* Objectif
Transcrivez sans rien changer le passage de la critique des Deux Tours situé entre « Il n’est pas » et « entre les parties. », bornes incluses.

* Page
================

LES SAIGNEURS DU CHÄTEAU

« - Que peuvent les Hommes face à tant de haine ?»

Il n’est pas utile de répéter ce que nous pensions l’an dernier. Nous voici face à un film dont la fin n’est pas encore connue. Mais, plus la trilogie avance, plus il nous paraît évident qu’il faudra le juger dans son intégralité, avec toutes ses composantes, et surtout, en incluant les transitions entre les parties.
Toujours est-il que Peter Jackson est parvenu à restituer l’esprit de l’œuvre de Tolkien. Louons les acteurs qui habitent leur personnage, les scénaristes qui ont su en faire une œuvre cinématographiquement lisible et le réalisateur, parce qu’il a insufflé une telle fougue, une si belle ampleur, pour donner au spectateur un plaisir oublié. Car nous sommes loin du carcan des productions américaines actuelles. Il s’agit bien d’une œuvre « artisanale », avec la vision de son auteur. En cela, quitte à nous faire flageller par les fans de Star Wars, George Lucas a déjà perdu son combat en faveur du tout numérique. D’abord, et nous le disons depuis le début, les 6 épisodes de Star Wars ne feront jamais artistiquement une seule saga : trop incohérente, trop anachronique. Tout le contraire du Seigneur des Anneaux. Ensuite, c’est de la folie de ses décors véritables, de ses paysages réels et de l’utilisation importante mais dosée des effets visuels que Jackson puise la force cinétique et artistique de son film, là où Lucas refroidit et déshumanise le tout et se contente d’une esthétique de « jeu vidéo ».
Les Deux Tours est d’ailleurs terriblement humain, vécu. Des Vikings à Braveheart, de Kurosawa (The Hidden Fortress) à Boorman (Excalibur), les influences sont nombreuses, mais surtout démontre à quel point Jackson choisit de raconter une histoire de l’humanité (entre la Chute de l’Empire Romain et la prise de Constantinople pour cet épisode) comme Tolkien racontait la seconde guerre mondiale et son espoir pour la Terre dans ses livres.

================

* Extrait des données
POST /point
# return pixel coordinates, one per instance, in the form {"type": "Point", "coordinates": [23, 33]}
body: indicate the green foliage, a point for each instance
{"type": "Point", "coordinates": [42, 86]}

================

* La solution
Il n’est pas utile de répéter ce que nous pensions l’an dernier. Nous voici face à un film dont la fin n’est pas encore connue. Mais, plus la trilogie avance, plus il nous paraît évident qu’il faudra le juger dans son intégralité, avec toutes ses composantes, et surtout, en incluant les transitions entre les parties.